◆ **EXERCISE DIRECTIONS**:
Look through the material below and copy exactly the lines from the line with "of the horizontal" to the line with "of the vertical", those two lines included.

◆ **MATERIALS PROVIDED**:
========================================
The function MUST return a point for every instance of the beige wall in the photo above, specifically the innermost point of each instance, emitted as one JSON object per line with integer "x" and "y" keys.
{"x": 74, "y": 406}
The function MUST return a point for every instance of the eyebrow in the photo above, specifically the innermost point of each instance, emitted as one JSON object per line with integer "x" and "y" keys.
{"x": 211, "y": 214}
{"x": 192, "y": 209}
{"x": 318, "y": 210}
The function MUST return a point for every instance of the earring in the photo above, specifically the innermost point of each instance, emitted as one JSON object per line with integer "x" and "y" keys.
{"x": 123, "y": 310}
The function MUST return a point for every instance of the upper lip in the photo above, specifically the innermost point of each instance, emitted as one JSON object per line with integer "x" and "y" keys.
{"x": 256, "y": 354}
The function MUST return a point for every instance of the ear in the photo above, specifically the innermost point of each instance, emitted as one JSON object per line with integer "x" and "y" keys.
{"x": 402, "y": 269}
========================================
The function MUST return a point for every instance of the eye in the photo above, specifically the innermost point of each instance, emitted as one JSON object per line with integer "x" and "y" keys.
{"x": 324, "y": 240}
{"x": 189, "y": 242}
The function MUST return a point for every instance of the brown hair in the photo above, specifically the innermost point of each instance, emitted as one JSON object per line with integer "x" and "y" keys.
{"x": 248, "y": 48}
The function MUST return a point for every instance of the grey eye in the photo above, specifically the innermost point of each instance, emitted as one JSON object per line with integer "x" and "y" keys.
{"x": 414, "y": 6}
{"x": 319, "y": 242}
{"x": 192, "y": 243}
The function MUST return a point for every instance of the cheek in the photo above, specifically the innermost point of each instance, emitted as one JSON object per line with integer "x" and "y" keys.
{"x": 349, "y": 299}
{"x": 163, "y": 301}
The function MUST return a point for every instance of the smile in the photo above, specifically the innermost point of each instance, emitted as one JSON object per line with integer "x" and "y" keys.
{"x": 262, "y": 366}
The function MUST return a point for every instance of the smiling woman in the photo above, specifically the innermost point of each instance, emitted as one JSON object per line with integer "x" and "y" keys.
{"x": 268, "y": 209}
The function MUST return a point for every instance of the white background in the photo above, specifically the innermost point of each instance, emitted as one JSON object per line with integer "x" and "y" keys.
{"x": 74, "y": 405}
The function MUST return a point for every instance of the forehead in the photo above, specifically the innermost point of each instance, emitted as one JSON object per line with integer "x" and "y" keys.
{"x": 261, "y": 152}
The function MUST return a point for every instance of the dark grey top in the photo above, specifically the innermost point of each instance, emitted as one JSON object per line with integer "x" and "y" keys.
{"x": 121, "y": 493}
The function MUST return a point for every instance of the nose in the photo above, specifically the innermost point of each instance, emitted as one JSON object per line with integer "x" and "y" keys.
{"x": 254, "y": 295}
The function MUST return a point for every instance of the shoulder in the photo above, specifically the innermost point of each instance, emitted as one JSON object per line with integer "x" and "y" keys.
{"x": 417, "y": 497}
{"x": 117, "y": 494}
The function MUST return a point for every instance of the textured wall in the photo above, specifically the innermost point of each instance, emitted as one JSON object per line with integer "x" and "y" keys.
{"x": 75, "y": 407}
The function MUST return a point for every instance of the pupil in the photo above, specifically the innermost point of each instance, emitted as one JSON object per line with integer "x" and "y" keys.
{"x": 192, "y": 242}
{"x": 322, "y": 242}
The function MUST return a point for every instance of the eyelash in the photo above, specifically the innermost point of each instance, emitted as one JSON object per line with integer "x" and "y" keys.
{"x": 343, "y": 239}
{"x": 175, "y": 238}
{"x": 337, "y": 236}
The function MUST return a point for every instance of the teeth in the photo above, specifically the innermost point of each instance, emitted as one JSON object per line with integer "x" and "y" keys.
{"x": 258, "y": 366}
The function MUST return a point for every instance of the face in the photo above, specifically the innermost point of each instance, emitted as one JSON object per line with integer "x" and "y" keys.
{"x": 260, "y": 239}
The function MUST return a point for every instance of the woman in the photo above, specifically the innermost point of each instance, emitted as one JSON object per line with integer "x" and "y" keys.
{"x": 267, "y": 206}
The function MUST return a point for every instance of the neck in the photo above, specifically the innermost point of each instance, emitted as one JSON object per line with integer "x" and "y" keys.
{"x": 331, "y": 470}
========================================
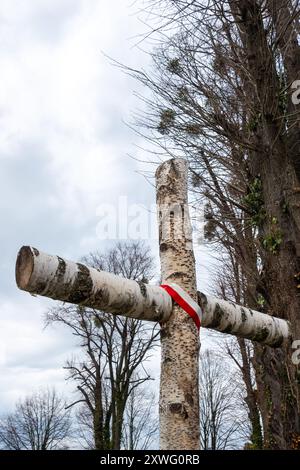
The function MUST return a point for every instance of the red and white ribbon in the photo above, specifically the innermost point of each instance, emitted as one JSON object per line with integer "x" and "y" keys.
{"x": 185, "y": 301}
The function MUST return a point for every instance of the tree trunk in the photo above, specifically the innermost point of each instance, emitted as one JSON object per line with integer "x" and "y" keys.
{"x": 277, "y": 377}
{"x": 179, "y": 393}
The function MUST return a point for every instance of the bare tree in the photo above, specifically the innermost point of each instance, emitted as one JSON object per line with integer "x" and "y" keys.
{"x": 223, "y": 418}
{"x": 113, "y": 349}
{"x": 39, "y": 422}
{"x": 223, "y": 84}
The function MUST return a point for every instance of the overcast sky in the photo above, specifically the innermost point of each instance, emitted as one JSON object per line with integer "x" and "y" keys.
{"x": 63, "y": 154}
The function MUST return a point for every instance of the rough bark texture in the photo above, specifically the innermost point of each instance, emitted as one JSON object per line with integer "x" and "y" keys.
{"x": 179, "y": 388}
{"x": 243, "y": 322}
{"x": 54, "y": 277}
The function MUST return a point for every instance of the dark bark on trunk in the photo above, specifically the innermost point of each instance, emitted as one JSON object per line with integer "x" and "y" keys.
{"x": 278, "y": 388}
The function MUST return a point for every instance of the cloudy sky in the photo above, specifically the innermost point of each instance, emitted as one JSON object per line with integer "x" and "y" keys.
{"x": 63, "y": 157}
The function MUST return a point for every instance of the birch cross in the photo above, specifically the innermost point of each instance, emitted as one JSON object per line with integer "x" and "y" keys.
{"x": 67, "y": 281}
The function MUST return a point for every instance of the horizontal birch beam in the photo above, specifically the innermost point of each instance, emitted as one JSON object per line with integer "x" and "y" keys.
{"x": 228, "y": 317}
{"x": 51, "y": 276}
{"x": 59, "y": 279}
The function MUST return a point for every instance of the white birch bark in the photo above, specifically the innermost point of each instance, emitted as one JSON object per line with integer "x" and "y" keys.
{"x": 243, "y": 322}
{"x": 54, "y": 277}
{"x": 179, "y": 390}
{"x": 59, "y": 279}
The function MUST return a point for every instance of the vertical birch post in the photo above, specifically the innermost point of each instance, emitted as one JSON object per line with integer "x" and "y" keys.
========================================
◆ **ANSWER TO THIS TASK**:
The function MUST return a point for every instance of the horizontal birch beam in the photo above, specifically the innermost point of each instance, emitted as one JSON object per line with integer "x" and "y" keys.
{"x": 228, "y": 317}
{"x": 51, "y": 276}
{"x": 59, "y": 279}
The function MUST return a point for every instance of the white birch bark in the photo above, specifically the innermost point of each instance, emitted as one JSON object per line with integer "x" and "y" keys.
{"x": 243, "y": 322}
{"x": 54, "y": 277}
{"x": 179, "y": 390}
{"x": 59, "y": 279}
The function MUST return a point for every instance of the vertical birch post in the photo above, specifically the innermost point of each instance, emitted as one JSON object per line with integer "x" and "y" keys.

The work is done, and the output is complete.